[Opening AVAILABLE RECORDS section]

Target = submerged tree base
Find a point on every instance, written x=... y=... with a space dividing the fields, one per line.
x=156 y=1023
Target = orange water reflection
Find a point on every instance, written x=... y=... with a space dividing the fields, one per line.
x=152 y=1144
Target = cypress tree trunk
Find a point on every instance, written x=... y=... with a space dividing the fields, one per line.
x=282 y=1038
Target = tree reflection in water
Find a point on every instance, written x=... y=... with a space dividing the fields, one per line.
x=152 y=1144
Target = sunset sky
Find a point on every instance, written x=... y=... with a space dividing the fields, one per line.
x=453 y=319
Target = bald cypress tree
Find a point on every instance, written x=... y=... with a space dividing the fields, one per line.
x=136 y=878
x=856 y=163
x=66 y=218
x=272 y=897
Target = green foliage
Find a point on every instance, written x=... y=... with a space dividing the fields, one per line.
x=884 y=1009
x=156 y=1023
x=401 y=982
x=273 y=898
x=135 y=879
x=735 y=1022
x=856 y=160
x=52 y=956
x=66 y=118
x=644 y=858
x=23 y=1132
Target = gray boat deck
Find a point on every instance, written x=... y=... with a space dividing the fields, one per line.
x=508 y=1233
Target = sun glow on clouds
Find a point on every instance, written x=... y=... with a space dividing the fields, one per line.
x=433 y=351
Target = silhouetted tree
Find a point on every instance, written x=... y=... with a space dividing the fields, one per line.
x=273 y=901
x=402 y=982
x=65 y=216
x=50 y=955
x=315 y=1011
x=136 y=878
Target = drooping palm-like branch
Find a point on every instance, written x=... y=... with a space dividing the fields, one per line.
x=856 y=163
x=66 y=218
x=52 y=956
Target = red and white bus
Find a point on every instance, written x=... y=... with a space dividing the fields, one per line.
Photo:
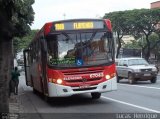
x=72 y=57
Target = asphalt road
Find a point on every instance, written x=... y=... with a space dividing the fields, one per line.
x=142 y=97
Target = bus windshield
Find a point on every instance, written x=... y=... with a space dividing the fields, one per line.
x=79 y=49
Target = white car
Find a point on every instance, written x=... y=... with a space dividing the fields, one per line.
x=135 y=69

[Closing AVAILABLE RECORDS section]

__WORK REQUIRED__. Only the text of the records belongs in your answer, copied exactly as it appears above.

__EXPECTED ANSWER__.
Target = submerged tree base
Find a point on every instance, written x=... y=... with a space dividing the fields, one per line.
x=156 y=1023
Target = orange water reflection
Find a point on every instance, written x=... y=... with a space dividing the fields, one per line.
x=152 y=1144
Target = cypress tree trunk
Find a point on every instance, written x=... y=... with a space dividing the fields, one per line.
x=282 y=1038
Target = tree reflection in water
Find a point on every instance, written x=... y=... with a space dividing the fields, one per line.
x=152 y=1144
Target = sunset sky
Find a point on every instance, written x=... y=... with a space dividing the fields, one per line.
x=453 y=319
Target = bald cypress tree
Find a point on every instance, written x=... y=... with a space dividing the fields, one per line.
x=136 y=878
x=856 y=163
x=66 y=218
x=272 y=897
Target = green foliage
Find a point on every instance, written x=... y=... with a space dividing the fields, one per line.
x=884 y=1009
x=156 y=1023
x=401 y=982
x=273 y=898
x=135 y=879
x=735 y=1022
x=856 y=160
x=52 y=956
x=66 y=118
x=644 y=858
x=23 y=1132
Target = gray boat deck
Find a point on every instance, written x=... y=... with a space dividing the fields, one per line.
x=508 y=1233
Target = sun glow on clouds
Find a point on every instance, written x=... y=... with a space dividing the fields, one per line.
x=433 y=351
Target = silhouetted tree
Find a point on every instance, written x=... y=... with a space dividing the fields, one per line.
x=273 y=901
x=402 y=982
x=65 y=216
x=50 y=955
x=315 y=1011
x=136 y=878
Target = drooping palm-like branch
Find a point on every instance, written x=... y=... with a space dividing the fields, one per line.
x=856 y=163
x=66 y=218
x=52 y=956
Target = red and white bus
Find a point on every instance, written x=... y=... with a space dividing the fields, one per line.
Photo:
x=72 y=57
Target = asphalt road
Find a point on every instance, written x=... y=... with a space dividing the fields, one per line.
x=142 y=97
Target = bus windshield
Find a point on every instance, written x=... y=... with a space dividing the fields, one per line.
x=79 y=49
Target = white car
Find a point on every instance, written x=... y=... with a space dividing the fields, one per line.
x=135 y=69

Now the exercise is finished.